# Given instruction 1:
Name every newspaper mentioned in the blog post below.

---------- Document ----------

Elliot Abrams: "Don't Cry For Me Ahmadinejad"
"The truth is I'll never leave you."
Sorry, I just watched the Tony awards on Sunday and couldn't resist. (Shout out to Neil Patrick Harris. You were amazing).
Anyway, in today's New York Times, Abrams is the latest of the neocons to publicly weep over the possible defeat of Ahmadinejad. Abrams says that election of a moderate President might deter war. He is worried.
The twists and turns of the neocons are almost beyond belief. Maybe it's not Israel they "care" about at all. Maybe even a theoretical Iranian bomb is just a pretext. Maybe all these schoolboys want is another real cool war against Muslims.
In any case, the pro-Ahmadinejad tilt of Bolton, Pipes, Abrams and the rest of the crowd that gave us the Iraq war is a demonstration of perversity unlike any I've ever seen in American politics.
And to think, they had the ear (and not just the ear) of the 43rd President for eight years.
Postscript: Many Israelis feel the same way. From today's Jerusalem Post. From today's Ma'ariv: "When it comes to the Iranian presidential elections, Jerusalem is convinced that it is in fact Iran's current president, Mahmoud Ahmadinejad, who is the best candidate to serve Israel's interests. 'We're better off with him getting elected,' said a senior political source. 'The prevailing opinion here is that Ahmadinejad just speaks his mind. How are the others any different? They're just nicer, but they think exactly like him.'"



















Rec'd. I await, with baited breath (not), the first prominent current, or even ex- like Abrams, public official who says something like:
"You know, Charlie, I could say what all public officials say: I don't want a war. Wars are horrible and inflict the most horrific and senseless of cruelties on those who fight them. We must take every possible step to avoid war.
But the truth is, I want a war with Iran. And here's why..."
June 12, 2009 9:17 AM | Reply | Permalink
Baited breath? Eww. What are you using, worms?
June 14, 2009 10:07 AM | Reply | Permalink
Um...er...that would be "bated" breath, KASH. My bad.
June 14, 2009 2:00 PM | Reply | Permalink
Here is Krauthammer's take on Obama's engagement with Iran:
"You go the extra mile so that you're in position to do stuff afterward. Will he do stuff afterward? I doubt it."
June 12, 2009 10:08 AM | Reply | Permalink
I am not a fan of "I told you so" comments, but I have long felt and often said that the usual way the "sides" in the Mideast are depicted is incorrect or at least very incomplete. In many ways, the more accurate bifurcation is between (a) extreme Israelis and extreme Arabs/Moslems on the one side and (b) moderate Israelis and moderate Arabs/Moslems on the other. Every once in awhile usually encrusted "progressives" pull their head out of the left-right 1790s French Assembly sand long enough to see this reality.

---------- Material provided ----------

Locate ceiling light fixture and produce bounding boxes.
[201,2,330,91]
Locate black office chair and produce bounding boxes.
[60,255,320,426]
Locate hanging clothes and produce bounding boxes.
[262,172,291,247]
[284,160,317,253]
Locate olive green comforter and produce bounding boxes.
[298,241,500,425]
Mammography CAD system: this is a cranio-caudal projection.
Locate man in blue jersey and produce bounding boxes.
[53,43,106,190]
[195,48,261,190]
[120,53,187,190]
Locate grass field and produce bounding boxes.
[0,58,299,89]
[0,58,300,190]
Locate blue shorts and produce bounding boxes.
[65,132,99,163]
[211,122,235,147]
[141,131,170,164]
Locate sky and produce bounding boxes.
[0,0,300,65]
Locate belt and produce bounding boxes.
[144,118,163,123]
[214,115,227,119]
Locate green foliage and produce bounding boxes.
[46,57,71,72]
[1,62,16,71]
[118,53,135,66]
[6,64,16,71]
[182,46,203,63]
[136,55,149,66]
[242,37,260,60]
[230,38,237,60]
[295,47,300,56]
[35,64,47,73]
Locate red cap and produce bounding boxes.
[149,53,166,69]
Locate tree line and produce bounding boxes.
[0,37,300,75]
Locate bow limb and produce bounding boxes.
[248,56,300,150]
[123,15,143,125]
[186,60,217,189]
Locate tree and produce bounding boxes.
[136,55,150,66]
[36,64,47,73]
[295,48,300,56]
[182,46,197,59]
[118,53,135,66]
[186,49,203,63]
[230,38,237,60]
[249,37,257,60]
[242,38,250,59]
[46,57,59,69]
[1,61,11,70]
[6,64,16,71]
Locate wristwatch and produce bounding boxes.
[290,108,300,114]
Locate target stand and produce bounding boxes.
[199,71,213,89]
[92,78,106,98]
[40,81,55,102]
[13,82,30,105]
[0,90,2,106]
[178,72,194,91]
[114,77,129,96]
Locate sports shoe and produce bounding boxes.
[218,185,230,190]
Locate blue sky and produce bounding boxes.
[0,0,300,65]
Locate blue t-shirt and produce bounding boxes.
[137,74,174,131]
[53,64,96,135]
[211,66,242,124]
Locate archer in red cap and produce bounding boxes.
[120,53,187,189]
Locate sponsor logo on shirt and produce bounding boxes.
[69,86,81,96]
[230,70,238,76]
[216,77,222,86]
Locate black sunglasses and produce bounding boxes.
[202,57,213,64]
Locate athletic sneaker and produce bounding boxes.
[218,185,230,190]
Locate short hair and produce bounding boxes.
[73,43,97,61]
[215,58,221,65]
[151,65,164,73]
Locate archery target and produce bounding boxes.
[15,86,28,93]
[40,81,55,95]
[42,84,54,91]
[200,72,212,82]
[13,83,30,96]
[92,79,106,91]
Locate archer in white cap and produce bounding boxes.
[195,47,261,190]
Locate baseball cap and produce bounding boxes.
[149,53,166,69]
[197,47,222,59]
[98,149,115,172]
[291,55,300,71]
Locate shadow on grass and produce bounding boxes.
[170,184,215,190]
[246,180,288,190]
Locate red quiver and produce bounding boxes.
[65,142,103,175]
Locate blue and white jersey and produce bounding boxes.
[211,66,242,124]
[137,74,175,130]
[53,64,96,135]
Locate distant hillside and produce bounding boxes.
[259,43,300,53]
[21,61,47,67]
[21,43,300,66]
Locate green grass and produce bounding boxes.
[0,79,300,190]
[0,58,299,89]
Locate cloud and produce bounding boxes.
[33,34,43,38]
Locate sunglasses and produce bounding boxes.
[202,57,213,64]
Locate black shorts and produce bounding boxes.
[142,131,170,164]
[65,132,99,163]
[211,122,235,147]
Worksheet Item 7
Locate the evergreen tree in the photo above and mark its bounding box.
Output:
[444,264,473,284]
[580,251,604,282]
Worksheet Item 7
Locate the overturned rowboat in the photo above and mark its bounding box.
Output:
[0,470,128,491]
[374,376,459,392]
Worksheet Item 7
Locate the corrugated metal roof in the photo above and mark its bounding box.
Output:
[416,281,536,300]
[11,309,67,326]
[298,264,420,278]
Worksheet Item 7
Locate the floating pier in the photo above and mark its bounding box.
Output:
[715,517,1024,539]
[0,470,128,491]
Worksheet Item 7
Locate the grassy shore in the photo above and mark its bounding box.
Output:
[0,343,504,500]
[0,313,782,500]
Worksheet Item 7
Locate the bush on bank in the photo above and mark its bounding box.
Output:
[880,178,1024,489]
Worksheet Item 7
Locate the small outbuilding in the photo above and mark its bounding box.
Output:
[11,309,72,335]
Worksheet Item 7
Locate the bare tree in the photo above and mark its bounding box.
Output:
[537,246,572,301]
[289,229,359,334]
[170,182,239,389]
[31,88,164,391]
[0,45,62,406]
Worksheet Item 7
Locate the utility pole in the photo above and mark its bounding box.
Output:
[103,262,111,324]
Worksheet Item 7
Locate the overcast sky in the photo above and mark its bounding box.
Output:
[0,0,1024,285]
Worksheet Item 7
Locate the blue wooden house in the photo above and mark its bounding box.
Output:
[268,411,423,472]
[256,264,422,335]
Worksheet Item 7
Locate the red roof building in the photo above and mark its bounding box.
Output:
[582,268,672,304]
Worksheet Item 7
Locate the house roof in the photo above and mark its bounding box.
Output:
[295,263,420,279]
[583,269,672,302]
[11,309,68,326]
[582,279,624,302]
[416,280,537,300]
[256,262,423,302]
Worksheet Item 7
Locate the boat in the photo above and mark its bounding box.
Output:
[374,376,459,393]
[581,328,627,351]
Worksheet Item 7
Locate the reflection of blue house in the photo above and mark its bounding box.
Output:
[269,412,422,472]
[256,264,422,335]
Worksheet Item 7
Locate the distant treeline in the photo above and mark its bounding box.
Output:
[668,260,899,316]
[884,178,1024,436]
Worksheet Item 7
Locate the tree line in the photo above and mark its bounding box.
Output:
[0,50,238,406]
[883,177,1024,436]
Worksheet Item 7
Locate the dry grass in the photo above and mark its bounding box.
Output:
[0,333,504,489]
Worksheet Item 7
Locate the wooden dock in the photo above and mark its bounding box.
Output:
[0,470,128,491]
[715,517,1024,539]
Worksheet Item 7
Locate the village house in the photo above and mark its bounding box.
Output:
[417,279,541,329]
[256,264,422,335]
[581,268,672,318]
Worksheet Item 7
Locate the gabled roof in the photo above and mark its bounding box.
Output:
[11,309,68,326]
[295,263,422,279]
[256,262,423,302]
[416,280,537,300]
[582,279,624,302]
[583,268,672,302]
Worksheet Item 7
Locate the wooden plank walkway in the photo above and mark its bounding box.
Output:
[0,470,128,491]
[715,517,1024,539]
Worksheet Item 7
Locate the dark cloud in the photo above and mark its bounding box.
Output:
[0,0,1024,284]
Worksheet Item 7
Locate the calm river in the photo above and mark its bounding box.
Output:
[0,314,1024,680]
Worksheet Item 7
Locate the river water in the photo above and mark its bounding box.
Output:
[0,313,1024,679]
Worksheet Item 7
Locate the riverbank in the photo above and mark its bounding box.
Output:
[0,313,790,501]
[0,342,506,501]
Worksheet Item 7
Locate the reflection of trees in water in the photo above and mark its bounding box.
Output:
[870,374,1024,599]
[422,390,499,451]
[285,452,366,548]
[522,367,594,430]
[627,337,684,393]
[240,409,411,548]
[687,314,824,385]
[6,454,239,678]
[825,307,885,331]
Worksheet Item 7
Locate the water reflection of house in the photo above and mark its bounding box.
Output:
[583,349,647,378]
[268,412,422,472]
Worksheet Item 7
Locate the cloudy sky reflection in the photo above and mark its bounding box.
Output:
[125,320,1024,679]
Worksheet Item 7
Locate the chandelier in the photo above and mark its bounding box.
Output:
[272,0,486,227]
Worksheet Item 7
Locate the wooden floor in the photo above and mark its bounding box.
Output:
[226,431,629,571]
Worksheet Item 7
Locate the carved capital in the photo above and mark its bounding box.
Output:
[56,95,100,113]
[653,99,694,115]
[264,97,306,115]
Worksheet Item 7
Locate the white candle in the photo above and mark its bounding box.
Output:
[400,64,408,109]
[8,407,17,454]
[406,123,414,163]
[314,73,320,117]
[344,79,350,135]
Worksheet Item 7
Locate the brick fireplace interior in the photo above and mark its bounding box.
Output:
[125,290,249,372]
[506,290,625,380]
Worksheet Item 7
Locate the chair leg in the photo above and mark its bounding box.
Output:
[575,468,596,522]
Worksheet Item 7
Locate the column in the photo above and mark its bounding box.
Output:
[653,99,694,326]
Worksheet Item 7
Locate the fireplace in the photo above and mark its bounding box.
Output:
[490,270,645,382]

----------
---------- Material provided ----------

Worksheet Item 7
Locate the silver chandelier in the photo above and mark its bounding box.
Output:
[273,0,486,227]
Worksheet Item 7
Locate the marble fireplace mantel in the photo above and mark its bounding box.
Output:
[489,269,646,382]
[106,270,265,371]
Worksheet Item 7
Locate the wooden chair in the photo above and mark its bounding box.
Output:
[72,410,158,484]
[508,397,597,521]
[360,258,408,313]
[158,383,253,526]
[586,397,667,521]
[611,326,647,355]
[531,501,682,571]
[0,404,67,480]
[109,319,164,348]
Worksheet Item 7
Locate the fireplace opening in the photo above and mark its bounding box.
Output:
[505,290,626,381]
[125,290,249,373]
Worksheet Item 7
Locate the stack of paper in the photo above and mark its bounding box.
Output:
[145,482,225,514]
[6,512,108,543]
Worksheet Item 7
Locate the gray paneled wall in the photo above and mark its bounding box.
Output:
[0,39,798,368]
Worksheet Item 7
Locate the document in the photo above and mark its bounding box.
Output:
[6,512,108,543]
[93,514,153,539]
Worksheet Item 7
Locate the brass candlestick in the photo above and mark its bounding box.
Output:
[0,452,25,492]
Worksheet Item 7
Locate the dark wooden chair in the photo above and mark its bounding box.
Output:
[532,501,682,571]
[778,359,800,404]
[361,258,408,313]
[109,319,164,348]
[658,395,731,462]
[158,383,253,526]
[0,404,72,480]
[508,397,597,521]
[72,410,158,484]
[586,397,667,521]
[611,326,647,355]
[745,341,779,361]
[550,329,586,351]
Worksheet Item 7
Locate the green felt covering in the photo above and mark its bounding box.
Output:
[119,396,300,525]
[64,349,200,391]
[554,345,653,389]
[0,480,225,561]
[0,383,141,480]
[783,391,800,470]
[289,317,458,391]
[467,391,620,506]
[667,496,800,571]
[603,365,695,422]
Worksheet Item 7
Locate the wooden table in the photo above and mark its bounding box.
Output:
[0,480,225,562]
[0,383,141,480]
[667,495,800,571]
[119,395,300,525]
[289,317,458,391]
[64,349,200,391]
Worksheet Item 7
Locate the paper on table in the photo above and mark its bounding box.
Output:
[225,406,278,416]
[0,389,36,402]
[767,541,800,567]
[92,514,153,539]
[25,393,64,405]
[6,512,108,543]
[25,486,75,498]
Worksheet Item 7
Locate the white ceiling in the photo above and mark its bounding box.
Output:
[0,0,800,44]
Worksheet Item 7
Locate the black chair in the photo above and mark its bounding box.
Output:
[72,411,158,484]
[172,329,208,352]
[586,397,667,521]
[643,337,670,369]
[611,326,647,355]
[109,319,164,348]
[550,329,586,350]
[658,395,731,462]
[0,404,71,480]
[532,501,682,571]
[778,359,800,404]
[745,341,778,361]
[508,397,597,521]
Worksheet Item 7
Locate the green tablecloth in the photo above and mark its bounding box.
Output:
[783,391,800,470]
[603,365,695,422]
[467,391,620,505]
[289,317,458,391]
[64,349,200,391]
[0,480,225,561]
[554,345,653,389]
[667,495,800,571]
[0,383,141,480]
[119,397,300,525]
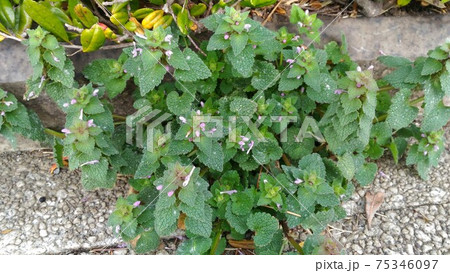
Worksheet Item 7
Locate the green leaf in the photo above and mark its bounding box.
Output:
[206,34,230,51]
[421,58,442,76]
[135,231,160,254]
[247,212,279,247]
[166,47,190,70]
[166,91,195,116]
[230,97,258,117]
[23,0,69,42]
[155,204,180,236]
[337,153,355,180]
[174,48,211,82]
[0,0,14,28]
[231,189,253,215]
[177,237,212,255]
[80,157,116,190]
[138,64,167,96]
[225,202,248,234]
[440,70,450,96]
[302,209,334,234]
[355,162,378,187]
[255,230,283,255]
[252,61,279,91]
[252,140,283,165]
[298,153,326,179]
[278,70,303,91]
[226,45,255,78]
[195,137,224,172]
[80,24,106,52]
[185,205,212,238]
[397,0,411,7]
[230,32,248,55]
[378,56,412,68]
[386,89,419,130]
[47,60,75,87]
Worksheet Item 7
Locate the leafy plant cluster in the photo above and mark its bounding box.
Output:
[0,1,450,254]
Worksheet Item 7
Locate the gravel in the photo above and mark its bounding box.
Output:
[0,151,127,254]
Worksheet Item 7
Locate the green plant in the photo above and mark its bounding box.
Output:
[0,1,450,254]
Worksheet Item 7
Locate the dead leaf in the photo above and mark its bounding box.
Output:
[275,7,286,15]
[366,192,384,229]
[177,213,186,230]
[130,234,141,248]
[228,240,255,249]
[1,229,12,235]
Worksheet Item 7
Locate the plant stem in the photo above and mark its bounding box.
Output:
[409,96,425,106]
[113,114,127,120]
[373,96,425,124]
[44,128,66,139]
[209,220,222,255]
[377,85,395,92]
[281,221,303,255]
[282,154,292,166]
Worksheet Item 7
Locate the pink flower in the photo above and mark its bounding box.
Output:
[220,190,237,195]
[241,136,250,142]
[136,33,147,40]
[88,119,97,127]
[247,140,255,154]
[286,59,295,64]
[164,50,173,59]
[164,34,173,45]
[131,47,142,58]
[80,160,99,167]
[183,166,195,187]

----------

# Given instruction 2:
In the listing, substitute "Find" for "Locate" in the lines starting with the line containing "Locate ceiling light" and going on through the line containing "[284,160,317,253]". Give those lines with nothing else changed.

# Exercise result 1:
The New York Times, the Jerusalem Post, Ma'ariv

# Exercise result 2:
Find ceiling light fixture and produce bounding boxes.
[201,2,330,91]
Find black office chair and produce bounding boxes.
[60,255,320,426]
Find hanging clothes and produce bounding boxes.
[262,172,291,247]
[284,160,317,253]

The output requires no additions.